* What is being asked
Please copy the passage below on manual therapy in China and Japan between "Manual therapy and" and "absorbed and understood.", inclusive, and switch every "Do-in" to "Doin".

Manual therapy and exercise methods were always grouped collectively under the name of Daoyin in China, and were known as Do-in Ankyo in Japan. Perhaps, then, our real interest lies in the study of Do-in? In China, the cultivation of harmony through philosophy and art was not separate from practical considerations in healing. The practitioner’s sensitivity and skill is dependent on personal integrity, presence and heightened awareness developed through training the body and mind. In Japan, too, the most important characteristic of manual therapy was the focus on Hara, a completely Japanese way of integrating knowledge and experience into unified spontaneous action. Manual therapies retained some formal elements but diagnosis and treatment were mostly transmitted, learned, applied and modified through directly experiential means, That is, they were internally absorbed and understood.

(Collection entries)
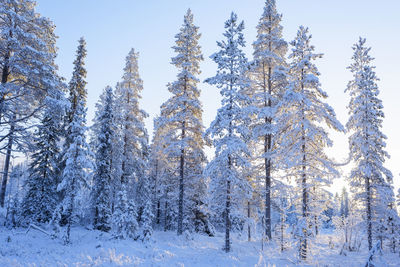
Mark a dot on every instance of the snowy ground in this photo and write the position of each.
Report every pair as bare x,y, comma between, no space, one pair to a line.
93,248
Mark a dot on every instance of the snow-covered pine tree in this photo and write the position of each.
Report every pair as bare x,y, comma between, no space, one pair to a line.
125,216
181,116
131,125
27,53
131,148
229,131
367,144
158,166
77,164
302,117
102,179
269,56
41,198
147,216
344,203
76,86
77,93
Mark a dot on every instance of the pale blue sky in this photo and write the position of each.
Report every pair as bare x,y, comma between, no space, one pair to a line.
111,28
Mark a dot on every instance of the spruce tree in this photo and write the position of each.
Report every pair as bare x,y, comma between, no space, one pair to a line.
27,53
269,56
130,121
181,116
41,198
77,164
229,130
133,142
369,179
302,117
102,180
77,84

* * *

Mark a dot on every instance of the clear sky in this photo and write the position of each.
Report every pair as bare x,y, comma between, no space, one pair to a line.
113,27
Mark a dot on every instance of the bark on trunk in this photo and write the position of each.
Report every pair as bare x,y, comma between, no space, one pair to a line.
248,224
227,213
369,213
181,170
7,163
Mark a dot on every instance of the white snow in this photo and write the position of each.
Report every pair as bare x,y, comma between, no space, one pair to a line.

* Exercise output
Manual therapy and exercise methods were always grouped collectively under the name of Daoyin in China, and were known as Doin Ankyo in Japan. Perhaps, then, our real interest lies in the study of Doin? In China, the cultivation of harmony through philosophy and art was not separate from practical considerations in healing. The practitioner’s sensitivity and skill is dependent on personal integrity, presence and heightened awareness developed through training the body and mind. In Japan, too, the most important characteristic of manual therapy was the focus on Hara, a completely Japanese way of integrating knowledge and experience into unified spontaneous action. Manual therapies retained some formal elements but diagnosis and treatment were mostly transmitted, learned, applied and modified through directly experiential means, That is, they were internally absorbed and understood.